─── Supplied entries ───

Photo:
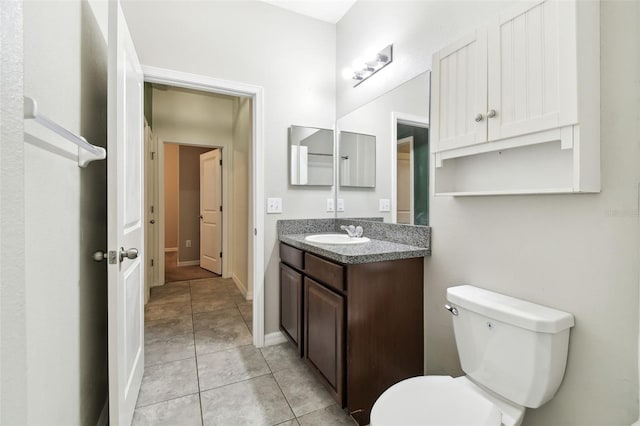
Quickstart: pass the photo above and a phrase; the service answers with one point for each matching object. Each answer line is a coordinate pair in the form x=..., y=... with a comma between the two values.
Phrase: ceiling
x=326, y=10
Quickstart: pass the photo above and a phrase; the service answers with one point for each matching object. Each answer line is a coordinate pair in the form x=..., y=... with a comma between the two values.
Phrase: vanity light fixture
x=363, y=69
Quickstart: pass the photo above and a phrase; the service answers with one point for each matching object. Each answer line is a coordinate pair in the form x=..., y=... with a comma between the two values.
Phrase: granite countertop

───

Problem statement: Echo the lines above word for word, omitting the pictures.

Answer for this exercise:
Photo:
Quickstart: pass the photo above and a phrase; the service answers with one point for each matching object. Each answer line is a coordinate pair in the form x=..., y=... with a comma between the two values.
Phrase: ceiling
x=326, y=10
Quickstart: pass the photo above and a phrase; the service answers with one point for each matching object. Each answer line is a coordinate pair in the form x=..., y=... with a comma between the two values.
Phrase: vanity light fixture
x=363, y=69
Quickstart: pass the photo above and a phrase; the service answers with one point for each matching object. Each answer line is a coordinate pair in the form x=..., y=... with a comma between the two values.
Phrase: granite countertop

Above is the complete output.